◆ **THE TASK**: For the word "runner", state how many lines below contain it. Give no other text.

[Data extracted from a collection]
Start of Block

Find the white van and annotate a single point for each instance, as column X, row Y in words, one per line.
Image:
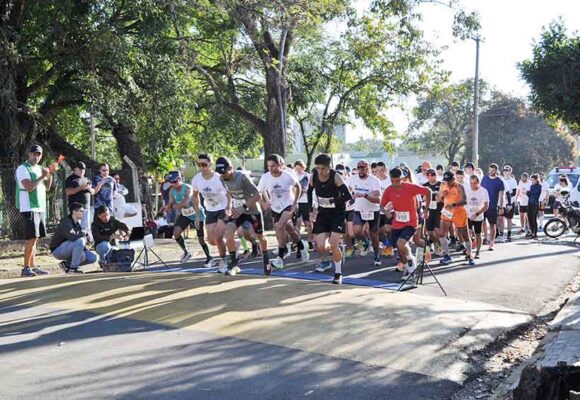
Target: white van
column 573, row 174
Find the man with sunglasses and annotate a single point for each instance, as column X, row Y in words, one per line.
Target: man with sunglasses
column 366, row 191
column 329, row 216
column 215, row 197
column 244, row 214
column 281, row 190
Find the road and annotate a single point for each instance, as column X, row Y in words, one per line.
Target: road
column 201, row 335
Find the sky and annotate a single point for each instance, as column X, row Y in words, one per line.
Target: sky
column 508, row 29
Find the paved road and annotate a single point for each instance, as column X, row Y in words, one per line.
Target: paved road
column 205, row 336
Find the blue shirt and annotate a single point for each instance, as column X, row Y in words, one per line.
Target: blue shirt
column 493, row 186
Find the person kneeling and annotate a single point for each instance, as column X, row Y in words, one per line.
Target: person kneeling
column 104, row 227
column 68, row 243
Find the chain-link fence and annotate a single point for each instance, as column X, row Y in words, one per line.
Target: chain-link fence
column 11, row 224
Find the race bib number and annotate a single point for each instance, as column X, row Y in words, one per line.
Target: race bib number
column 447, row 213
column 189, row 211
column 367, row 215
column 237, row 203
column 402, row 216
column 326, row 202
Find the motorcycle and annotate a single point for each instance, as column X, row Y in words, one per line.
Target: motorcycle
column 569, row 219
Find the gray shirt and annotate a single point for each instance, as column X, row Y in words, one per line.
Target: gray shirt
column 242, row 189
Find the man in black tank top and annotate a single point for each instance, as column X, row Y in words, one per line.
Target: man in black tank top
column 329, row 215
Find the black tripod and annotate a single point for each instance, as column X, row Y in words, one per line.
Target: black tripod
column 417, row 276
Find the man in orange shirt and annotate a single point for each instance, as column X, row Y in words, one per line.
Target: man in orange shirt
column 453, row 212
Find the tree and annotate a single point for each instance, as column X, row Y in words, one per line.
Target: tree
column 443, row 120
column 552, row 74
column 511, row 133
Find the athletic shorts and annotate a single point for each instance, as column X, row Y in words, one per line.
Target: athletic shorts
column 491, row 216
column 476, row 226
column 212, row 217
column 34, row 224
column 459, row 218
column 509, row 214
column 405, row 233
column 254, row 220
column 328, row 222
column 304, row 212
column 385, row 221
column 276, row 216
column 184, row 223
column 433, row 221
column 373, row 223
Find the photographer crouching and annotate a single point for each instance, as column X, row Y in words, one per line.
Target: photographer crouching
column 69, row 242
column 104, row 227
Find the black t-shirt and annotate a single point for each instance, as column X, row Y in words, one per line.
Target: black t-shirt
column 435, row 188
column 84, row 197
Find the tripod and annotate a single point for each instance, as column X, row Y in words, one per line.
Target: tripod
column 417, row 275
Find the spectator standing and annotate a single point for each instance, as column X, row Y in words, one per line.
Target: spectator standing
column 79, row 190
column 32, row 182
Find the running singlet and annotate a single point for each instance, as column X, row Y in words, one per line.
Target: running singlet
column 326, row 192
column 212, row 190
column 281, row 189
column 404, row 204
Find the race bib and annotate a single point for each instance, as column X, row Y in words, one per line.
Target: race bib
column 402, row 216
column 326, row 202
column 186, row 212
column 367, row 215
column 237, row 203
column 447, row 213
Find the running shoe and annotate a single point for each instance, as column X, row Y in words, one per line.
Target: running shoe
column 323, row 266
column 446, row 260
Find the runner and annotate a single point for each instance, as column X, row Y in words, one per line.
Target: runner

End of Block
Start of Block

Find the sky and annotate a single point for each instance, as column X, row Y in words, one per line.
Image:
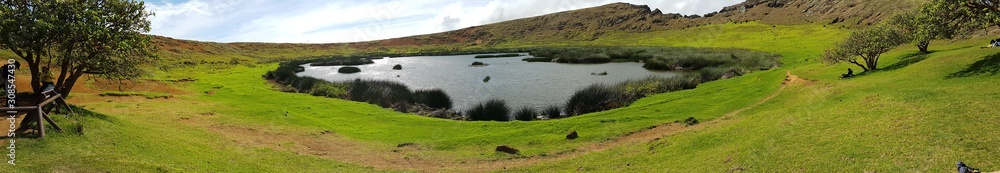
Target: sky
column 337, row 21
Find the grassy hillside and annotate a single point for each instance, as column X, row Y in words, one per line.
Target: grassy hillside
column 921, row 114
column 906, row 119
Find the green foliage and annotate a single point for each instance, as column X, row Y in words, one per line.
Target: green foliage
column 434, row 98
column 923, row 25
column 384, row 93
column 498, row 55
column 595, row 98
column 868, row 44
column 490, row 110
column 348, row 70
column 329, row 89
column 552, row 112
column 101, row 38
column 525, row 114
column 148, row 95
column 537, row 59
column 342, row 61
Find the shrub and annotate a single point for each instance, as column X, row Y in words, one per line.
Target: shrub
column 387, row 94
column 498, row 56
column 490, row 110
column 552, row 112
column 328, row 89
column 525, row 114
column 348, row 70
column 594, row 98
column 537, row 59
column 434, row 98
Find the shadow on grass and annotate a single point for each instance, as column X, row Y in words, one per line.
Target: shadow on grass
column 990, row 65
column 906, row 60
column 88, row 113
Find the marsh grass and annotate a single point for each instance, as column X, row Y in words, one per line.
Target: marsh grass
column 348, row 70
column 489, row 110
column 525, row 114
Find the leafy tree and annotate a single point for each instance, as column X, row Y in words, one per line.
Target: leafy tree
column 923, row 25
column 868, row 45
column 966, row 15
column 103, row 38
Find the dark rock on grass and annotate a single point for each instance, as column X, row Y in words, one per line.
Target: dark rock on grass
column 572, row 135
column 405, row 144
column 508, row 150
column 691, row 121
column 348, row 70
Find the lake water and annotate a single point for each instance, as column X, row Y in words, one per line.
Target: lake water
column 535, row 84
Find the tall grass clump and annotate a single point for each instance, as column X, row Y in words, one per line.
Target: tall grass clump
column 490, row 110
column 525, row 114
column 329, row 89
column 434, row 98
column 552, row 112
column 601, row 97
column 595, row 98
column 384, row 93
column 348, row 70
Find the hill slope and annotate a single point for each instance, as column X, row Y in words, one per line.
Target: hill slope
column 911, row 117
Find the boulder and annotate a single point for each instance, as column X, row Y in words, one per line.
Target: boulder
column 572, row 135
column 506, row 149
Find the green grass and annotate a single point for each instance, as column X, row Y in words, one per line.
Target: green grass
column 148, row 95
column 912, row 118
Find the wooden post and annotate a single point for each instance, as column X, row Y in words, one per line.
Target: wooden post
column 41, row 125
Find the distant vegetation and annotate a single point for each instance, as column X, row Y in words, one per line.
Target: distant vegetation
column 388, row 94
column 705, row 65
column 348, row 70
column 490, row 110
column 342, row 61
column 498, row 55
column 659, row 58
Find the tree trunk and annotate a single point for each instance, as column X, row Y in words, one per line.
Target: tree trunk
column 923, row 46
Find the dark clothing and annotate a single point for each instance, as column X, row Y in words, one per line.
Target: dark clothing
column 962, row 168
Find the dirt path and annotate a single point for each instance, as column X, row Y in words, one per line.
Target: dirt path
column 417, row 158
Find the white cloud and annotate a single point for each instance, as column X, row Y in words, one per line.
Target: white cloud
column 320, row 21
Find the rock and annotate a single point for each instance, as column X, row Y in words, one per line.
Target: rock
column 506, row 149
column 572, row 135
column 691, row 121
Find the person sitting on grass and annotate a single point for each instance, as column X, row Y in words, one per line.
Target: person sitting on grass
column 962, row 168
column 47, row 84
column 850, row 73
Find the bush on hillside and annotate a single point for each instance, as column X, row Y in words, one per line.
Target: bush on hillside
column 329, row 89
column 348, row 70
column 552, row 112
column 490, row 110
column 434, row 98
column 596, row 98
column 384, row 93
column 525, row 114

End of Block

◆ **EXERCISE OUTPUT**: 2